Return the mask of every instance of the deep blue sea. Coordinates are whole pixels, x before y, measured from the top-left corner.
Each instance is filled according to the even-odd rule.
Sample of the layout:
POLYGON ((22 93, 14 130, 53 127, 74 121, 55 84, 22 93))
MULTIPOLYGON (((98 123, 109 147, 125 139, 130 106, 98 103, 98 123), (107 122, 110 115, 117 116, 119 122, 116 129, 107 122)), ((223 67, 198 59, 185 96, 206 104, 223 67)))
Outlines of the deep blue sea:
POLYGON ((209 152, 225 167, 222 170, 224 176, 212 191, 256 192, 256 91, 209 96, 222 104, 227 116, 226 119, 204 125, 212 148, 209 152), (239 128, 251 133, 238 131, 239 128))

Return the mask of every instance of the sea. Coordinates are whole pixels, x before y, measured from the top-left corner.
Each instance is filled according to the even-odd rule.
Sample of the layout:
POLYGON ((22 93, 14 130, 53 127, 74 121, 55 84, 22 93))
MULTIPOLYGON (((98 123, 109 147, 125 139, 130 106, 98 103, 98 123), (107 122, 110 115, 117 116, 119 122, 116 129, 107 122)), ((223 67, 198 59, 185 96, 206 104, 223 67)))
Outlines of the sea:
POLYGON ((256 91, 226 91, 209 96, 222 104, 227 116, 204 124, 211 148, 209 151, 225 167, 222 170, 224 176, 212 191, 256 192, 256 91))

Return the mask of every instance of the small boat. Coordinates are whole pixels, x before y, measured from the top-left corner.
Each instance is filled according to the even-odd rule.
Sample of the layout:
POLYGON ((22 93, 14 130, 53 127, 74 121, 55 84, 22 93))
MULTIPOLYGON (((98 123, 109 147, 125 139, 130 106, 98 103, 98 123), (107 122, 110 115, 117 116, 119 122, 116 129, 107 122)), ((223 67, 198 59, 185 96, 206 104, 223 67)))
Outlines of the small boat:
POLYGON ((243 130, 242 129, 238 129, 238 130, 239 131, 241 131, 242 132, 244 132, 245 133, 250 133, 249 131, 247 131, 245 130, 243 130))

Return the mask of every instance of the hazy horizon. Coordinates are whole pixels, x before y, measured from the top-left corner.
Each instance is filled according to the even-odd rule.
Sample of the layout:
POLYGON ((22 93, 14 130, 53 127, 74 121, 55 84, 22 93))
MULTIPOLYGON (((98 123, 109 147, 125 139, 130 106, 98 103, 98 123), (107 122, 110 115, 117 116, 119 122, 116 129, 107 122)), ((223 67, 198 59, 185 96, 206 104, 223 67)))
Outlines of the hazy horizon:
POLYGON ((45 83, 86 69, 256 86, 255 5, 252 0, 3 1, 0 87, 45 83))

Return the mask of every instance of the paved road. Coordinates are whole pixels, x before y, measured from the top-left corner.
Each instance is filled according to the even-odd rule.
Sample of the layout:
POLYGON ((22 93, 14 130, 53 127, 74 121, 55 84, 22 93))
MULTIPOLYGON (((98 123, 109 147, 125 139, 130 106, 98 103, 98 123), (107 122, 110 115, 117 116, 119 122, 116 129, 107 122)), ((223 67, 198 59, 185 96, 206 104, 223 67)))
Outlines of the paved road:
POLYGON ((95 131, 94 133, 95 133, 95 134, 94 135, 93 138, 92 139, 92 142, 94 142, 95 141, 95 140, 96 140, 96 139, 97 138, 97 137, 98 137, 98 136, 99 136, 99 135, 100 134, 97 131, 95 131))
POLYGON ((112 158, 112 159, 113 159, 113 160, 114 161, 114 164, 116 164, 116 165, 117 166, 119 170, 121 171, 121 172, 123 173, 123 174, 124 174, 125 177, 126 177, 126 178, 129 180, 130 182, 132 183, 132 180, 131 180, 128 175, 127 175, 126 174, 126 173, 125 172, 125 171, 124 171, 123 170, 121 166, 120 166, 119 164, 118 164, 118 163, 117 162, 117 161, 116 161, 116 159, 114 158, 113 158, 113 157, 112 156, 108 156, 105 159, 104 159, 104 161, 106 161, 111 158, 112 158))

- WRITTEN INSTRUCTION
Copy the data above line for line, changing nothing.

- FINAL RESULT
Return the mask of every instance of the deep blue sea. Coordinates are whole pixels, x before y, measured from the top-left corner.
Each instance is filled according to the even-odd rule.
Sample of the layout:
POLYGON ((22 93, 14 130, 53 127, 74 121, 55 84, 22 93))
MULTIPOLYGON (((98 123, 109 147, 125 139, 130 106, 98 103, 98 123), (107 122, 110 115, 117 116, 119 122, 116 129, 107 122)), ((223 67, 198 59, 185 96, 206 104, 223 67)))
Outlines of the deep blue sea:
POLYGON ((209 152, 225 167, 222 170, 224 176, 212 191, 256 192, 256 91, 209 96, 222 104, 227 116, 226 119, 204 125, 212 148, 209 152), (239 128, 251 133, 238 131, 239 128))

Return the mask of every instance of the sea. Coordinates are whole pixels, x before y, measured from the top-left corner.
Each instance is filled according to the even-odd rule.
Sample of the layout:
POLYGON ((22 93, 14 130, 53 127, 74 121, 55 84, 22 93))
MULTIPOLYGON (((98 123, 109 147, 125 139, 130 106, 98 103, 98 123), (107 122, 110 115, 117 116, 119 122, 116 129, 107 122)), ((223 67, 198 59, 185 96, 206 104, 223 67)))
Outlines of the sea:
POLYGON ((256 91, 226 91, 209 96, 222 104, 227 116, 204 124, 211 148, 209 151, 225 167, 222 170, 224 176, 212 191, 256 192, 256 91))

Return the mask of every instance of the small boat. Coordinates are whole pixels, x before y, measured from the top-left corner.
Each instance is filled according to the even-odd rule.
Sample of the layout:
POLYGON ((22 93, 14 130, 53 127, 74 121, 55 84, 22 93))
MULTIPOLYGON (((98 123, 109 147, 125 139, 130 106, 98 103, 98 123), (107 122, 110 115, 117 116, 119 122, 116 129, 107 122)), ((223 67, 198 59, 185 96, 206 104, 223 67)))
Outlines of the small boat:
POLYGON ((243 130, 242 129, 238 129, 238 130, 239 131, 241 131, 242 132, 244 132, 245 133, 250 133, 249 131, 247 131, 245 130, 243 130))

Return the mask of every instance of the hazy horizon. Coordinates are whole pixels, x before y, measured from the top-left corner.
Each instance is filled according to the even-odd rule.
Sample of the layout:
POLYGON ((22 93, 14 130, 53 127, 74 121, 55 84, 22 93))
MULTIPOLYGON (((98 123, 109 147, 125 139, 130 106, 98 103, 98 123), (107 122, 110 115, 117 116, 119 122, 116 129, 107 122)), ((223 67, 198 59, 185 96, 206 104, 223 67)))
Outlines of the hazy horizon:
POLYGON ((45 83, 86 69, 256 86, 255 5, 252 0, 3 1, 0 87, 45 83))

Return the mask of every instance of the paved road. Coordinates are whole pixels, x before y, measured from the top-left corner.
Each instance is filled according to the even-odd rule.
Sample of the layout:
POLYGON ((22 93, 14 130, 53 127, 74 121, 55 84, 22 93))
MULTIPOLYGON (((98 123, 109 147, 125 139, 130 106, 98 103, 98 123), (107 122, 110 115, 117 116, 119 122, 116 129, 107 122)), ((223 67, 198 59, 185 96, 206 104, 223 67)))
Outlines of the paved road:
POLYGON ((95 131, 94 133, 95 133, 95 134, 94 135, 93 138, 92 139, 92 142, 94 142, 95 141, 95 140, 96 140, 96 139, 97 138, 97 137, 98 137, 98 136, 99 136, 99 135, 100 134, 97 131, 95 131))
POLYGON ((112 158, 112 159, 113 159, 113 160, 114 161, 114 164, 116 164, 116 165, 117 166, 119 170, 121 171, 121 172, 123 173, 123 174, 124 174, 125 177, 126 177, 126 178, 129 180, 130 182, 132 183, 132 180, 131 180, 128 175, 127 175, 126 174, 126 173, 125 172, 125 171, 124 171, 123 170, 121 166, 120 166, 119 164, 118 164, 118 163, 117 162, 117 161, 116 161, 116 159, 114 158, 113 158, 113 157, 112 156, 108 156, 105 159, 104 159, 104 161, 106 161, 111 158, 112 158))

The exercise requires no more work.